**PROMPT:**
Check each line of the data, and copy those where "Annotation" appears.

INFORMATION GIVEN: Begin

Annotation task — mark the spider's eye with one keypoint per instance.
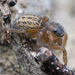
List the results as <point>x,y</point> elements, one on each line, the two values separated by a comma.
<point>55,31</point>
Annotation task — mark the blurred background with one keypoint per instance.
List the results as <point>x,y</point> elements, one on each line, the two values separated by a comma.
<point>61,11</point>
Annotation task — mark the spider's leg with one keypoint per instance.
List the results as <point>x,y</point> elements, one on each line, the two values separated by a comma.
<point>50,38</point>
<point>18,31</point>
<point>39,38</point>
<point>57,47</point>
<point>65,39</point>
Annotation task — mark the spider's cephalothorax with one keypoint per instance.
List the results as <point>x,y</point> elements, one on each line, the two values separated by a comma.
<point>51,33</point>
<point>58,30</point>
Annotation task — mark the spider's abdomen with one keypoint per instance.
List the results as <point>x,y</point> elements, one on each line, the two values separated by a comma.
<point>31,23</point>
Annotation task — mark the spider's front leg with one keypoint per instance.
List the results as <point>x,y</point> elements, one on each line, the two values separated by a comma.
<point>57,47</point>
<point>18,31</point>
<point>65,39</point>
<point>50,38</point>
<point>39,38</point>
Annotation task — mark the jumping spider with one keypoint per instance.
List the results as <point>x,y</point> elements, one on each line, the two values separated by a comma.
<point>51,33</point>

INFORMATION GIVEN: End
INFORMATION GIVEN: Begin

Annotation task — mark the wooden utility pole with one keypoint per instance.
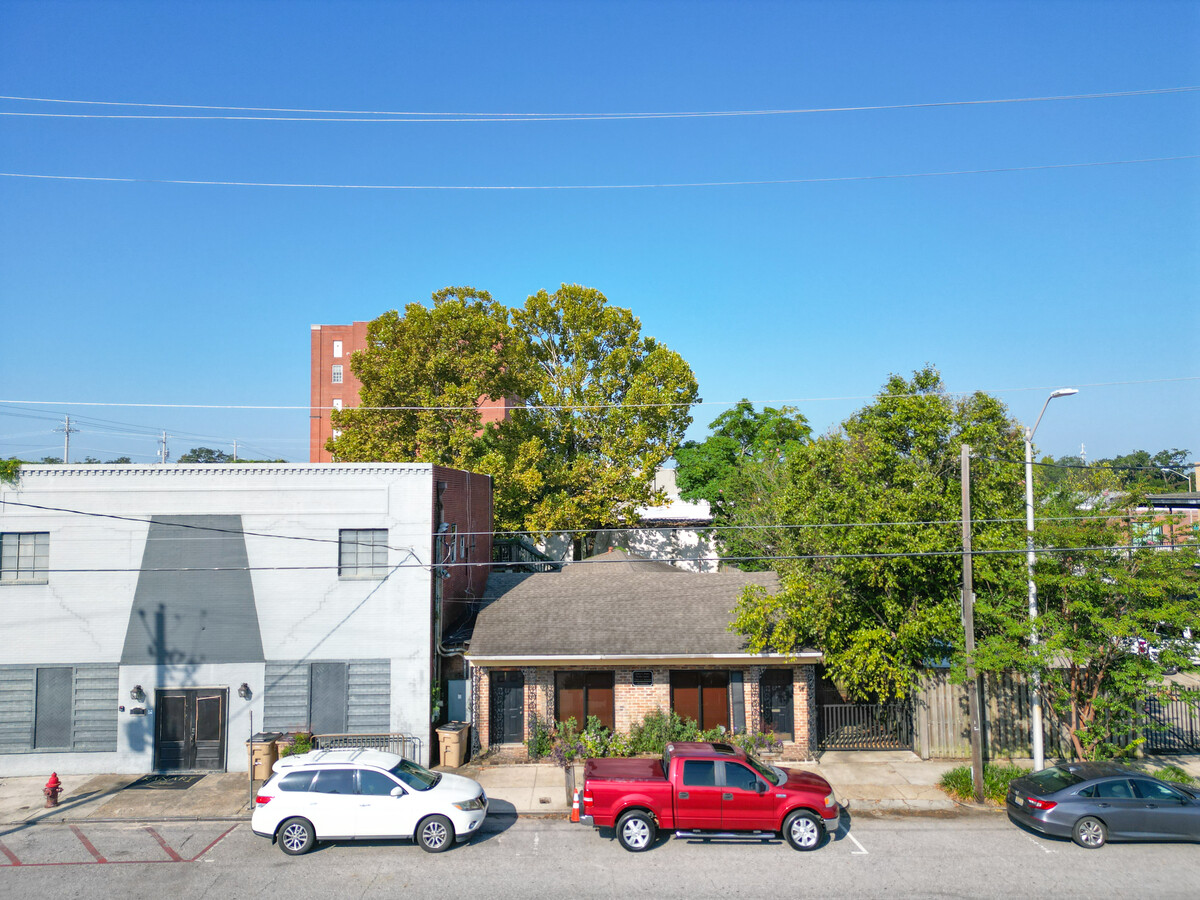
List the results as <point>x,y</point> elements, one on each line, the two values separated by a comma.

INFORMATION GIVEN: End
INFORMATION GIVEN: Begin

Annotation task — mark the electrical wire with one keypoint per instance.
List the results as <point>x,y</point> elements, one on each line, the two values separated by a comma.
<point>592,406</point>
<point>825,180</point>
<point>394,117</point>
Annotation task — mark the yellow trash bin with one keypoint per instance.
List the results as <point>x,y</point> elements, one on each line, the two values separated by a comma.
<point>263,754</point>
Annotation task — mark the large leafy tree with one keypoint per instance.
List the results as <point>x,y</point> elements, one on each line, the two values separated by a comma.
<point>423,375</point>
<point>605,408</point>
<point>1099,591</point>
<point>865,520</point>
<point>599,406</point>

INFORMATION GIVEN: End

**OUTPUT OF THE EXERCISE:**
Annotation task — mark the spider's eye with one keypoint per instance.
Annotation task — mark the blurred background with one keypoint per instance.
Annotation task — mark the spider's leg with one keypoint per instance.
Annotation task — mark the spider's cephalothorax with one keypoint per instance.
Annotation task — mark the spider's abdomen with one keypoint per instance.
Annotation task — mark the spider's front leg with one keypoint per instance.
Annotation task — mark the jumping spider with one keypoint per instance.
Annotation task — mark the wooden utility pole with one keypoint per instance.
Annotation task — mark the electrical wire with one keypoint per instance.
Annotation task — mark the yellow trash bin with one keypoint per instance.
Annotation task — mark the large leafy tree with one keypoint per instance.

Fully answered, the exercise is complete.